Stored data:

────────────────────────────────────────

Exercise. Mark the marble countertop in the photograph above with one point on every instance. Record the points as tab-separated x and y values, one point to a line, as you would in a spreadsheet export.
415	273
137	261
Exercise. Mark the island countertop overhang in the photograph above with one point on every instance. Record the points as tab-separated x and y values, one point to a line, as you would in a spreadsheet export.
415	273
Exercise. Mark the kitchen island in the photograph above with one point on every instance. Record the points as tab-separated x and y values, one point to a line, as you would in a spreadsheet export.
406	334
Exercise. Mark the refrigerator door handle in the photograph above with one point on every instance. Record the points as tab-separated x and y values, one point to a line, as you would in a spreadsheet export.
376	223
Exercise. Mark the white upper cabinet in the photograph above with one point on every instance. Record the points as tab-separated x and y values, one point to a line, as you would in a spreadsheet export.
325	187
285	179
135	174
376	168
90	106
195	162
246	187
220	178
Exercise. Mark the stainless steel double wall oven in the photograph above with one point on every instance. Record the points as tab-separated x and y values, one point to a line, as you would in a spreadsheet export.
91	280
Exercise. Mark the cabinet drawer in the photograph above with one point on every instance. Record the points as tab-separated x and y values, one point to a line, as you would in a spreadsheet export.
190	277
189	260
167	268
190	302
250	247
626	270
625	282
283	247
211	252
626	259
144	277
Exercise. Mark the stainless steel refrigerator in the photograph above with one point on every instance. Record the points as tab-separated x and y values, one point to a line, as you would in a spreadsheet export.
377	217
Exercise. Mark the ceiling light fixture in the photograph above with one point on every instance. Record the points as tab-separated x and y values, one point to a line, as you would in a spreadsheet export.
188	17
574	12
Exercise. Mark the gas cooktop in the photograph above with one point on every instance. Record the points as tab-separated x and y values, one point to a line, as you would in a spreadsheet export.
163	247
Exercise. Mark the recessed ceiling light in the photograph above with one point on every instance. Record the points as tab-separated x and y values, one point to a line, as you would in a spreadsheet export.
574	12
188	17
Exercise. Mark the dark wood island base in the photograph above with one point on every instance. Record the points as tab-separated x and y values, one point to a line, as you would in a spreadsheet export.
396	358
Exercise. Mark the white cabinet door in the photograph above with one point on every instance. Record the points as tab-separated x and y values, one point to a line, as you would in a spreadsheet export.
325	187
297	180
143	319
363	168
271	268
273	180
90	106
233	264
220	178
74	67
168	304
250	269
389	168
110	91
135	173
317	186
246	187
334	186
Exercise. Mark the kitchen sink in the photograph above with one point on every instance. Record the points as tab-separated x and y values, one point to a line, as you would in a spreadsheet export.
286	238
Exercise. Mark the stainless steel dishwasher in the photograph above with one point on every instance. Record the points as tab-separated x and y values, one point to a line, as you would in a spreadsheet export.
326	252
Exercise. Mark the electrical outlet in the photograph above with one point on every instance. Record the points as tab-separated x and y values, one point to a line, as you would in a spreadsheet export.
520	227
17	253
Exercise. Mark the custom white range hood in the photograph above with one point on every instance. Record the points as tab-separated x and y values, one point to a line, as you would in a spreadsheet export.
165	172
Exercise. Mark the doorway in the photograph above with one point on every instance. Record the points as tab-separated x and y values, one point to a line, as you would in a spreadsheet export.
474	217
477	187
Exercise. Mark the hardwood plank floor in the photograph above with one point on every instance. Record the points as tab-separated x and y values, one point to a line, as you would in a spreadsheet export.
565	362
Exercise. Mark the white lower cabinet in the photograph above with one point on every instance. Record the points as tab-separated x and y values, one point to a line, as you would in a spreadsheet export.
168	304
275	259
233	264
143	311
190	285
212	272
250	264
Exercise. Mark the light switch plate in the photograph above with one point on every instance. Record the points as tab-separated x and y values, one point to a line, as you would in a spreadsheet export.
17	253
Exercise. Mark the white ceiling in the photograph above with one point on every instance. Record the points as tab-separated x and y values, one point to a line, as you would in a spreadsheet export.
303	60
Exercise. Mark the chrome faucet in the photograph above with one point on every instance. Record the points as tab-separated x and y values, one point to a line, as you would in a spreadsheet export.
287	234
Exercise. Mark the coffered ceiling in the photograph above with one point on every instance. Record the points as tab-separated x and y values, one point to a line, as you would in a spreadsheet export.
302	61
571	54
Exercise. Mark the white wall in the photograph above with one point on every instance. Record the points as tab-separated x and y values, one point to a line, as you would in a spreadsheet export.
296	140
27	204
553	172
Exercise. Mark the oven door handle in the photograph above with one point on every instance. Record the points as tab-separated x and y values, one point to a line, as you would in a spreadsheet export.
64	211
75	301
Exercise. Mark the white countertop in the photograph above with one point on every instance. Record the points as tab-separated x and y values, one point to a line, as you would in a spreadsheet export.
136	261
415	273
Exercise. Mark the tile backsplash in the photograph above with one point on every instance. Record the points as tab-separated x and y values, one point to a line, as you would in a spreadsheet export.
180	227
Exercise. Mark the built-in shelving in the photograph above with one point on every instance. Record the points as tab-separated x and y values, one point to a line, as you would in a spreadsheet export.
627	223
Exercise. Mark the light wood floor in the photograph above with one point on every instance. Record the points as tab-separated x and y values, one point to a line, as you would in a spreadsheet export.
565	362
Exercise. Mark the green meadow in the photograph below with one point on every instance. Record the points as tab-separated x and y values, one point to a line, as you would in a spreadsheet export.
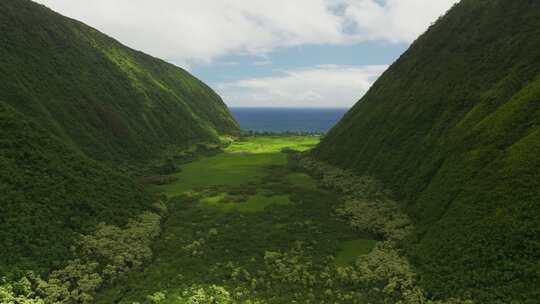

────────────────────────────────────────

*WHAT YOU ARE ASKED TO DO*
Every line of the data above is to be set down word for word, with the pictures left out.

*ANSWER TO THE EXERCISE*
Exercise. Mark the marble countertop in the photograph above with one point on every instance. Record the points as tab-separated x and y values, one point to a line, as you would in a spreadsheet export.
415	273
137	261
Exercise. Mark the island countertop overhang in the photograph above with one point on every instance. Record the points as tab-separated x and y values, one point to a line, as you would in a spreadsheet export.
415	273
Exercise. Mark the kitchen island in the photograph above with one point on every instance. Record the points as tab-separated x and y values, one point to a line, as you would in a spreadsheet export.
406	334
Exercise. Mark the refrigerator door handle in the photograph above with one point on every instance. Record the points as tab-separated x and y values, one point to a line, as you would in a spreadsheet export.
376	223
Exercise. Mark the white upper cabinet in the photograph above with one point on every instance. Record the points as tab-separated x and y values, one point to a line, as you would in a spreadsheet export.
325	187
285	179
135	174
376	168
90	106
195	162
246	187
220	178
Exercise. Mark the stainless steel double wall oven in the photograph above with one point on every instance. Record the points as tab-separated x and y values, one point to a line, as you would in a spreadsheet export.
91	280
Exercise. Mark the cabinet drawer in the photograph above with one point on every instance. Record the points as tab-separated x and y values, one point to a line, as you would in a spreadsheet export.
190	277
189	260
167	268
190	302
250	247
626	270
625	282
283	247
211	252
626	259
144	277
Exercise. Mark the stainless steel refrigerator in the photograph above with one point on every instance. Record the points as tab-separated x and y values, one point to a line, as you would in a spreadsheet export.
377	217
Exercise. Mark the ceiling light fixture in the photograph above with one point on every instance. Record the points as tab-separated x and y values, one point to a line, as you would in a spreadsheet export.
188	17
574	12
Exercise. Mark the gas cooktop in the photograph above with one point on every instance. Record the points as tab-separated x and y values, one point to a line, as you would in a spreadsheet export.
163	247
Exercise. Mark the recessed ceiling light in the photograph above with one point on every instance. Record the points as tab-separated x and y values, one point to a line, as you would in a spreadsheet export.
574	12
188	17
Exercise. Mark the dark wood island base in the photograph above with one point on every instance. Record the points as tab-separated x and y values, one point to a line, as you would in a spreadsheet export.
396	358
Exercise. Mark the white cabinet door in the photograph above with one point on every instance. Record the points as tab-separated x and y values, one point to a line, as you would in a spreadsheet export.
325	187
297	180
143	319
363	168
271	268
273	180
90	106
233	264
220	178
74	67
168	304
250	269
389	168
110	91
135	173
317	186
246	187
334	186
Exercise. Mark the kitchen sink in the photograph above with one point on every instance. Record the points as tab-separated x and y values, one point to a line, as you would in a spreadsheet export.
286	238
Exercise. Mark the stainless steel dishwasher in the photograph above with one point on every instance. Record the points as tab-separated x and y values, one point to a line, as you would in a spreadsheet export.
326	252
Exercise. Mark the electrical outlet in the photograph above with one point on every instance. Record the points as tab-separated x and y values, one point to a line, as you would in a spreadsheet export.
520	227
17	253
Exercise. Mark the custom white range hood in the photograph above with one point on every instance. Record the points as tab-separated x and y values, one point to a line, as you would in a spreadsheet export.
165	172
Exercise. Mark the doorway in the photograph above with one point on every instance. Record the points as tab-separated x and y values, one point to a line, as you would in a spreadsheet export.
474	217
477	187
Exercise. Mark the hardwood plank floor in the photograph above with one point on every instance. Record the points as tab-separated x and y values, one point to a line, as you would in a spreadsheet export.
565	362
Exercise. Mark the white lower cabinet in the photograph above with one point on every instance. Record the points as tab-separated x and y values, one point to a line, as you would in a spreadsheet export.
168	304
275	259
233	264
143	311
190	285
212	272
250	264
Exercise. Mark the light switch plate in the photograph above with one point on every instance. Record the points as tab-separated x and y values, one point to a line, as you would in a spreadsheet export.
17	253
Exercise. Mark the white ceiling in the photograph above with one point on every instance. Record the points as tab-separated x and y values, one point to a line, as you would in a spreadsheet export.
303	60
Exercise. Mark the chrome faucet in the photograph above with one point on every instance. Record the points as tab-separated x and y values, one point to a line, as you would in a spreadsheet export.
287	234
Exercise. Mark the coffered ceiling in the photograph above with one point on every instance. Record the points as tab-separated x and y values, one point to a line, as you would in a spreadsheet export.
302	61
571	54
Exercise. Mark the white wall in the photograph above with one point on every instance. Record the points as tab-separated x and y values, one point to a line, as you would in a spreadsheet export.
296	140
27	204
553	172
Exercise. Mark the oven door handle in the photograph above with one point on every instance. Record the points as tab-separated x and y values, one point to a line, as you would in a spreadsheet export.
64	211
75	301
Exercise. Mark the white countertop in the photograph above with one point on every instance. Record the points as tab-separated x and y values, one point to a line, as you would in a spreadsheet export.
136	261
415	273
Exercise. Mark the tile backsplash in the photograph above with one point on every instance. Record the points as tab-separated x and y values, one point to a line, as you would in a spreadsheet export.
180	227
Exercise. Mark the built-in shelving in the photograph above with one point on every instance. Record the points as tab-separated x and y values, one point to a line, as you would in a spreadsheet export.
627	223
Exercise. Mark the light wood floor in the photograph above with one point on every instance. Record the points as tab-separated x and y values, one point to a line, as you would in a spreadsheet export.
565	362
Exercise. Mark the green meadow in the photograph below with one point on every instance. Record the points as tab-separated x and y values, one point to a line, as you would in a spreadsheet export.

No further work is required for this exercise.